:: Problem requirements ::
Repeat the data verbatim, images excluded.

______

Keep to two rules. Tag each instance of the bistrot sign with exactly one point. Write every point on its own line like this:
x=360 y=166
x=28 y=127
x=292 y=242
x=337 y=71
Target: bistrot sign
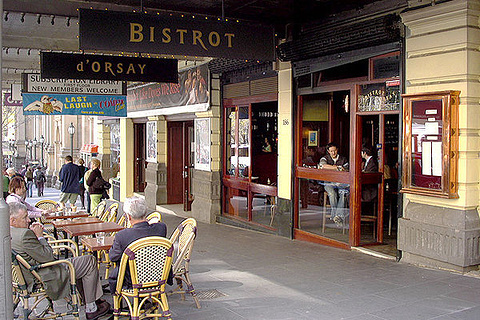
x=102 y=67
x=169 y=34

______

:: Response to this exercise ::
Keep to two rules. Tag each instance of the bistrot sign with exactly one point. Write every point on its own line like this:
x=360 y=166
x=28 y=127
x=292 y=242
x=337 y=71
Target: bistrot sign
x=102 y=67
x=169 y=34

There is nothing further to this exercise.